Can you rewrite the items from the line that has "[find] the dark" through the end of the items, putting "front wheel" in place of "front tire" and changing nothing else?

— START OF Records provided —

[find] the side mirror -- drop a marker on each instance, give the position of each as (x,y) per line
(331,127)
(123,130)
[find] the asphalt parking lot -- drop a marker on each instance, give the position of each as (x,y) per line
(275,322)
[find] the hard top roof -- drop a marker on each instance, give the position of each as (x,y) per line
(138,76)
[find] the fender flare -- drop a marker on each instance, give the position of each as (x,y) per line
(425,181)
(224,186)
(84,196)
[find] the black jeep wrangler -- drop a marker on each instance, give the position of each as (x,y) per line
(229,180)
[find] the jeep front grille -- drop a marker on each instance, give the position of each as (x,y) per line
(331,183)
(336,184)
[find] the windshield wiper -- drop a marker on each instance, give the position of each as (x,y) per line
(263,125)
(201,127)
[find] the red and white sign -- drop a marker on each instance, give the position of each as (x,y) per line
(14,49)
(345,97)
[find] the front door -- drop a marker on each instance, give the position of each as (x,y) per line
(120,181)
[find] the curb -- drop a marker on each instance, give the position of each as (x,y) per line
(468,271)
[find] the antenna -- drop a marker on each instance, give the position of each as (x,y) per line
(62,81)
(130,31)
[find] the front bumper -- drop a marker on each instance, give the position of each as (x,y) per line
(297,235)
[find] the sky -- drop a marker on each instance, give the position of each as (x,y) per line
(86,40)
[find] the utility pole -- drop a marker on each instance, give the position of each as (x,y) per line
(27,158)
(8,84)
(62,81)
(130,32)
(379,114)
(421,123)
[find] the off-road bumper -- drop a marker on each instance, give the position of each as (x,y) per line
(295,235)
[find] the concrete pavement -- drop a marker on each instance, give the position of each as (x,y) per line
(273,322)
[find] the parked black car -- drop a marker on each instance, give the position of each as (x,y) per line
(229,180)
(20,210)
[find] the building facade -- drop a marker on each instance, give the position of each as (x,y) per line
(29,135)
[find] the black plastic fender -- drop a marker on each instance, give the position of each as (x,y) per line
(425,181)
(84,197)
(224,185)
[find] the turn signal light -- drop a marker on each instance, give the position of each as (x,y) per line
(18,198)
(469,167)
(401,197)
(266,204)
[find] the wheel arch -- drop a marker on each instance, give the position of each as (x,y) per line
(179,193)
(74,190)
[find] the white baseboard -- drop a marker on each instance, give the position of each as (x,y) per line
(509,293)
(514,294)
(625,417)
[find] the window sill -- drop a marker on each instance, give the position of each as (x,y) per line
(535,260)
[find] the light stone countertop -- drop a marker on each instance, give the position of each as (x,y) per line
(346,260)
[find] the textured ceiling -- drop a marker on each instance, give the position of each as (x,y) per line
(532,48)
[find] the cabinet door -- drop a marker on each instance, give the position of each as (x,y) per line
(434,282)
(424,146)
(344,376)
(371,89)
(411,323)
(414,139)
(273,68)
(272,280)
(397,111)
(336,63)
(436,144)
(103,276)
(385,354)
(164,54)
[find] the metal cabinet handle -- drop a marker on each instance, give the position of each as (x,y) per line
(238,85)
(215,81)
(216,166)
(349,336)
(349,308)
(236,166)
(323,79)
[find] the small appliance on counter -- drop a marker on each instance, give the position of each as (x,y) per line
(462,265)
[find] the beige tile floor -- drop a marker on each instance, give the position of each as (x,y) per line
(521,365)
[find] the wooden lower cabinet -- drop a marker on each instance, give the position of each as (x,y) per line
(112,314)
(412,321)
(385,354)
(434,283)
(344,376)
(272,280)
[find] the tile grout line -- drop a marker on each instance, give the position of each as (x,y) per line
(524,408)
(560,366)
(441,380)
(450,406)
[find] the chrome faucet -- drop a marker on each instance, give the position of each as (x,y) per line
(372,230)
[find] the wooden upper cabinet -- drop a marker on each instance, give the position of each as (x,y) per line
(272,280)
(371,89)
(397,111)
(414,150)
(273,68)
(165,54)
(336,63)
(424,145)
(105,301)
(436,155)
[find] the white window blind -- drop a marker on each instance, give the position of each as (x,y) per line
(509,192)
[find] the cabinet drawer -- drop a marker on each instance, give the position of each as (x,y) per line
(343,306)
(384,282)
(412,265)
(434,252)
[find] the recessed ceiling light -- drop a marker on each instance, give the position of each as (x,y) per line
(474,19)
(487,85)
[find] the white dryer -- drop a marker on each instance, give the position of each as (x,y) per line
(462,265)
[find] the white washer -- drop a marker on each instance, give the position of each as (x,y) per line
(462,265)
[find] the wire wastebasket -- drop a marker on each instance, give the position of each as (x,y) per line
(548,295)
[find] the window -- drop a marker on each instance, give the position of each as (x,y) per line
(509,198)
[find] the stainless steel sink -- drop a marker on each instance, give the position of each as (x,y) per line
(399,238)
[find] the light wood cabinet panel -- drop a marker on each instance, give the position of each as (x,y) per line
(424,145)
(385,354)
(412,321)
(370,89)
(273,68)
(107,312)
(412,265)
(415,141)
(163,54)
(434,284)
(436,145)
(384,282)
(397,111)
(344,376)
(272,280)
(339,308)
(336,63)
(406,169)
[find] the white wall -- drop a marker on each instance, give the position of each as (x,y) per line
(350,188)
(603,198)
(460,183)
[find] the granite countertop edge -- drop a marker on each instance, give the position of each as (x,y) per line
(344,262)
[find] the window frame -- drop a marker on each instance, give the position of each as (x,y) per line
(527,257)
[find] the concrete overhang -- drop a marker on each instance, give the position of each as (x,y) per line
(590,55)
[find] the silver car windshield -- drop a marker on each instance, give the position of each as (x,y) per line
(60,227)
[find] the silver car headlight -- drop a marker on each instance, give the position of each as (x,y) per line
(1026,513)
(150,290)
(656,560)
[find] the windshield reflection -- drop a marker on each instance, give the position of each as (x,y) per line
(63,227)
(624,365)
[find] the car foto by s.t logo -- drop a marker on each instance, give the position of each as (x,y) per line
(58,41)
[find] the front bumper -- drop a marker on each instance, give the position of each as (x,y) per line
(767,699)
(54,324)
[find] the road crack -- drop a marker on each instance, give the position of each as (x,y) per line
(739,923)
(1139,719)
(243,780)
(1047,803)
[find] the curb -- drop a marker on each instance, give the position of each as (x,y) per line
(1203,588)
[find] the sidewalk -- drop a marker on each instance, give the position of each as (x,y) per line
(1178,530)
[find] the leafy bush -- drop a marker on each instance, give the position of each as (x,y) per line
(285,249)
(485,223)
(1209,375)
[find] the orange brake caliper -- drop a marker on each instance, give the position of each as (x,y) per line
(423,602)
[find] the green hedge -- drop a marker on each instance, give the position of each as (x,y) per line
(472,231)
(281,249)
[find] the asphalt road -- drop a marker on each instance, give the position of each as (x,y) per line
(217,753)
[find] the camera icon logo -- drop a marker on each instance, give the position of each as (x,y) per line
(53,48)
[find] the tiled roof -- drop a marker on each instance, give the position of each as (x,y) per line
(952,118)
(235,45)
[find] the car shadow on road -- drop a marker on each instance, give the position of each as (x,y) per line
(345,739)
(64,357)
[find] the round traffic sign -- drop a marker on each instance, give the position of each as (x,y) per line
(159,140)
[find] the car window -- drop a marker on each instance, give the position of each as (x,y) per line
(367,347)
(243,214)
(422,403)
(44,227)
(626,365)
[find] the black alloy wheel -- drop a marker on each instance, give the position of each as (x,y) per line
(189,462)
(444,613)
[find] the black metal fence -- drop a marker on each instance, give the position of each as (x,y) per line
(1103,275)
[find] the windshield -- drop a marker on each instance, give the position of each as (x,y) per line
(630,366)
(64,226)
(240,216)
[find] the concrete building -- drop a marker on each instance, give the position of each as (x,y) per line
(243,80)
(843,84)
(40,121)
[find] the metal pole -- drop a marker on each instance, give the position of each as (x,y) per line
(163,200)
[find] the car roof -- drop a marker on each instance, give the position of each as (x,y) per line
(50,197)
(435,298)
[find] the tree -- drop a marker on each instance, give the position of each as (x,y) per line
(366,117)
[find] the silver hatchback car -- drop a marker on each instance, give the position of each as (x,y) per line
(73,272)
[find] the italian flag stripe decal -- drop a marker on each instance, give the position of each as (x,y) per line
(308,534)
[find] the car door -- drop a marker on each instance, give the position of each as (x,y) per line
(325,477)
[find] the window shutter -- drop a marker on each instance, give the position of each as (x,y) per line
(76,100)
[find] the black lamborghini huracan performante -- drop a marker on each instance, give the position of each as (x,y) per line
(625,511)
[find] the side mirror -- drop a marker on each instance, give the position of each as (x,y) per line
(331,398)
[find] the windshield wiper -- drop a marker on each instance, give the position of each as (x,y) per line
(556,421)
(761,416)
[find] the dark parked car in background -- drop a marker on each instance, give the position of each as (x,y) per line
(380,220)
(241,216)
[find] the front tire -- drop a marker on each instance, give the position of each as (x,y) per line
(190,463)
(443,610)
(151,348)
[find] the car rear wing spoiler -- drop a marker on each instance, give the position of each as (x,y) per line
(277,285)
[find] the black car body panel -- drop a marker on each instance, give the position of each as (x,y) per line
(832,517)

— END OF Records provided —

#### Output of the exercise:
[find] the dark parked car in background -- drop a marker on each instance, give the position of each as (x,y) per line
(380,220)
(241,216)
[find] the front wheel -- drop a marker on each instance, give the position of each as (x,y) per line
(190,463)
(443,610)
(151,348)
[find] the car rear wing spoiler -- drop a marker on each instance, give the position of each as (x,y) per line
(277,285)
[find] the black car body panel -- drop a marker on each instance, give the position of each as (x,y) per line
(832,517)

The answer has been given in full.